=== Fragmento seleccionado ===
%%

El autor responde al parlamentario del PSE, Óscar Rodríguez, que en estas mismas páginas defendía que el Gobierno español no debe pedir perdón por el bombardeo de Gernika. Egaña le responde con toda la contundencia que ofrecen los datos de la historia, con la indignación que genera saber cómo se falsea e ignora la memoria histórica, pero también con el conocimiento de causa sobre la situación actual.
Recibo con alborozo el envío e incursión del artículo de Óscar Rodríguez, secretario general del grupo parlamentario Socialistas Vascos, titulado «España y el perdón», en un diario progresista (GARA, 2010 – 6‑16), lo que me lleva a la impresión de que el cierre de medios de comunicación ha pasado a la historia y, por el contrario, nos encontramos en una época de extensión democrática. No así con el contenido del mismo, que me parece, y no me voy a andar con rodeos, un insulto a la inteligencia.
Óscar Rodríguez encadena una tras otra dos cuestiones. La primera la de la construcción de la realidad. Las respuestas lo son a las preguntas que sólo él ha construido. Y la segunda, la de los falsos silogismos, un ejercicio tan viejo como la vida misma y muy de moda entre los que entienden la política de una manera restrictiva. Óscar es feo, Óscar es socialista, luego todos los socialistas son feos. No es cierto que todos los socialistas sean feos, y lo sabemos desde Aristóteles.

%%

=== Datos en bruto ===
%%

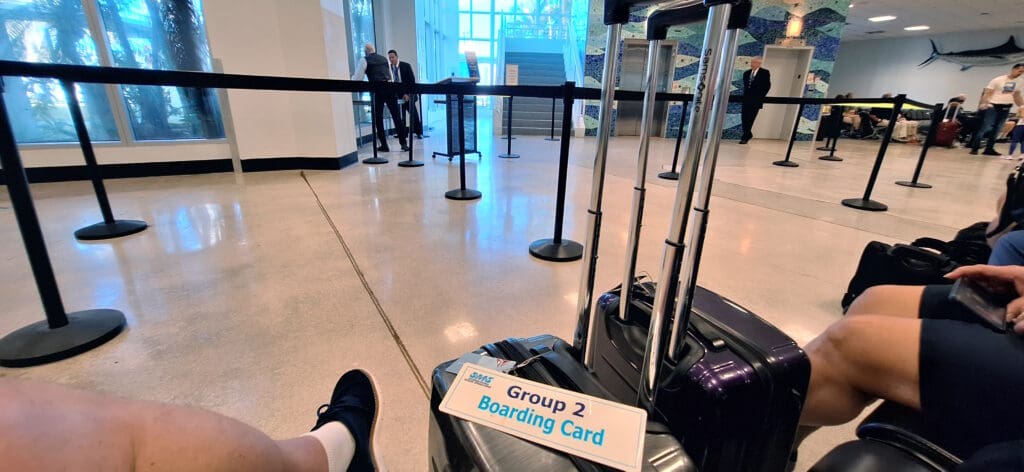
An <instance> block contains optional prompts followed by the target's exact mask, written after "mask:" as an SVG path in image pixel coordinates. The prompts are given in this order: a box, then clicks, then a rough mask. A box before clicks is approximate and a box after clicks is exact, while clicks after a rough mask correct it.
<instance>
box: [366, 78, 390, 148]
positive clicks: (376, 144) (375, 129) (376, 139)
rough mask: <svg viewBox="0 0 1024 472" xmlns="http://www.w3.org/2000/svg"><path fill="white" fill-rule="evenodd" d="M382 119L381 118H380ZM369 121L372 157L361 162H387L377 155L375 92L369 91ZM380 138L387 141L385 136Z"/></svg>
mask: <svg viewBox="0 0 1024 472" xmlns="http://www.w3.org/2000/svg"><path fill="white" fill-rule="evenodd" d="M383 119H384V118H381V120H383ZM370 121H371V122H372V123H371V124H370V129H371V133H372V134H373V142H371V147H373V151H374V157H372V158H367V159H364V160H362V164H387V159H386V158H382V157H380V156H378V155H377V92H370ZM381 140H382V141H384V142H387V136H383V137H382V139H381Z"/></svg>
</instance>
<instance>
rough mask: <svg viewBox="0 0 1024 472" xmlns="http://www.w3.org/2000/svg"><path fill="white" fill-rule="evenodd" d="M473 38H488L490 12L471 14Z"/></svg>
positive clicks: (488, 36)
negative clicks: (488, 13)
mask: <svg viewBox="0 0 1024 472" xmlns="http://www.w3.org/2000/svg"><path fill="white" fill-rule="evenodd" d="M473 38H477V39H486V40H488V41H489V40H490V14H487V13H484V14H479V13H474V14H473Z"/></svg>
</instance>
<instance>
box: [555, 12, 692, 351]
mask: <svg viewBox="0 0 1024 472" xmlns="http://www.w3.org/2000/svg"><path fill="white" fill-rule="evenodd" d="M651 3H657V2H652V1H648V0H605V3H604V24H605V25H607V26H608V35H607V39H606V41H605V43H604V44H605V45H604V58H605V60H604V70H603V72H602V75H601V108H600V115H599V117H598V122H597V151H596V153H595V155H594V174H593V175H594V177H593V183H592V184H591V190H590V206H589V207H588V210H587V232H586V234H587V237H586V238H587V239H586V241H585V242H584V252H583V276H581V277H580V290H579V292H578V294H579V295H578V297H579V298H578V299H577V319H578V320H579V321H587V325H586V326H585V327H583V329H584V330H585V333H586V335H585V337H584V338H583V339H580V336H578V337H577V338H578V341H582V345H580V344H578V345H577V346H575V347H578V348H580V349H582V350H583V352H584V355H583V357H584V358H583V360H584V364H586V366H587V367H588V368H589V369H593V368H594V348H593V344H592V343H591V342H590V340H591V339H593V337H594V333H593V330H594V328H595V324H594V320H593V319H591V316H592V315H593V311H592V304H593V297H594V280H595V276H596V275H597V250H598V245H599V244H600V237H601V200H602V199H603V197H604V173H605V172H604V169H605V166H604V164H605V162H606V161H607V156H608V137H609V136H610V134H611V116H612V111H611V104H612V102H614V99H615V96H614V94H615V67H616V66H617V63H616V62H617V57H618V53H617V52H618V41H620V37H621V36H622V27H623V24H626V23H629V19H630V8H632V7H634V6H640V5H647V4H651ZM694 3H698V1H696V0H694Z"/></svg>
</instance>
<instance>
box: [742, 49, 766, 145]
mask: <svg viewBox="0 0 1024 472" xmlns="http://www.w3.org/2000/svg"><path fill="white" fill-rule="evenodd" d="M761 60H762V58H761V56H760V55H759V56H757V57H754V58H753V59H751V69H750V71H746V72H744V73H743V111H742V117H741V118H742V127H743V135H742V137H741V138H740V139H739V143H740V144H746V141H750V140H751V138H753V137H754V133H752V132H751V130H752V129H753V128H754V120H757V118H758V112H760V111H761V108H762V106H764V103H765V96H767V95H768V90H769V89H771V74H770V73H769V72H768V70H767V69H762V68H761Z"/></svg>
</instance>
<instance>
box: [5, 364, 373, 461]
mask: <svg viewBox="0 0 1024 472" xmlns="http://www.w3.org/2000/svg"><path fill="white" fill-rule="evenodd" d="M375 390H376V389H375V387H374V384H373V381H372V380H371V379H370V377H369V376H368V375H367V374H366V373H365V372H362V371H349V372H348V373H347V374H345V375H344V376H342V377H341V379H339V380H338V383H337V385H336V386H335V388H334V393H333V394H332V395H331V402H330V403H327V404H324V405H321V407H319V410H318V411H317V412H316V417H317V418H316V423H315V425H314V426H313V428H312V432H309V433H306V434H303V435H301V436H297V437H293V438H290V439H283V440H276V441H275V440H273V439H270V438H269V437H268V436H267V435H266V434H264V433H263V432H261V431H259V430H257V429H255V428H253V427H252V426H249V425H246V424H244V423H241V422H239V421H236V420H232V419H230V418H227V417H224V416H221V415H217V414H215V413H212V412H207V411H202V410H195V409H189V407H186V406H181V405H175V404H166V403H157V402H152V401H137V400H129V399H122V398H115V397H112V396H108V395H100V394H97V393H91V392H84V391H79V390H73V389H70V388H67V387H62V386H59V385H53V384H45V383H39V382H30V381H25V380H16V379H9V378H2V377H0V469H2V470H147V471H178V470H182V471H185V470H188V471H191V470H216V471H236V470H237V471H273V472H280V471H310V472H313V471H316V472H337V471H343V470H354V471H372V470H376V465H375V463H374V457H373V445H372V442H373V437H372V435H373V430H374V424H375V420H376V417H377V405H378V404H379V403H378V401H377V396H376V392H375ZM251 406H254V407H261V406H258V405H257V404H255V403H254V404H251Z"/></svg>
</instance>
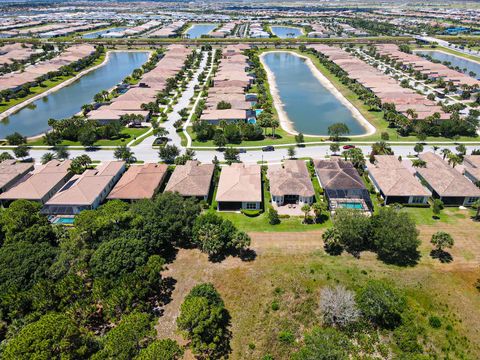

%%

=== Consigna ===
Cite literalmente el pasaje del texto sobre el perdón por el bombardeo de Gernika desde "El autor responde" hasta "la situación actual.", incluidas ambas expresiones. Los datos proceden de una fuente distinta.

=== Su solución ===
El autor responde al parlamentario del PSE, Óscar Rodríguez, que en estas mismas páginas defendía que el Gobierno español no debe pedir perdón por el bombardeo de Gernika. Egaña le responde con toda la contundencia que ofrecen los datos de la historia, con la indignación que genera saber cómo se falsea e ignora la memoria histórica, pero también con el conocimiento de causa sobre la situación actual.